- Exercise prompt -
Repeat the lines of the listing below exactly, starting at the line that contains "In this exercise you will indicate the viewing" and running through the last line, both included, and only those.

- Source data -

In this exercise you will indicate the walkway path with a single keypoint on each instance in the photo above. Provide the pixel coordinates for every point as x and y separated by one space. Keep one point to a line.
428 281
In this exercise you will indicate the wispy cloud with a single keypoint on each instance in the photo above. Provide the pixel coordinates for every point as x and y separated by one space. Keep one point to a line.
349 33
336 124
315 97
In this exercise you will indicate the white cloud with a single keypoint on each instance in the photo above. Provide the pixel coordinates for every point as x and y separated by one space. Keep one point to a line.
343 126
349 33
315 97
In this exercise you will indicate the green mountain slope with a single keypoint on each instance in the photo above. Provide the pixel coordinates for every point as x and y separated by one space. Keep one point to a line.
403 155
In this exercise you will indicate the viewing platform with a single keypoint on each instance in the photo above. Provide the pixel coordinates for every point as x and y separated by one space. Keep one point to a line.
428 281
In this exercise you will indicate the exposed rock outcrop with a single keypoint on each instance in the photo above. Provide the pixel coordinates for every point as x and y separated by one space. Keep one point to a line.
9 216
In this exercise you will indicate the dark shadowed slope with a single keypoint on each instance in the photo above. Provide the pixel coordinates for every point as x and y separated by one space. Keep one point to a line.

- Answer to this task -
In this exercise you will indicate the viewing platform with a single keypoint on each instance in the photo above. Provide the pixel coordinates for every point as x and y separated by one space. Keep one point to a line.
428 281
In this exercise you will indicate the exposed rock outcrop with a single keypoint on each instance in the photo above. Provide the pixel coordinates for every point as x and y separated by one space. Keep one point to a line.
9 216
In this exercise you will indicate the dark shadowed slope with a single keypoint on each instance in the photo above. Provide the pixel coordinates for every point as x and y separated by one space. Keep one point to a line.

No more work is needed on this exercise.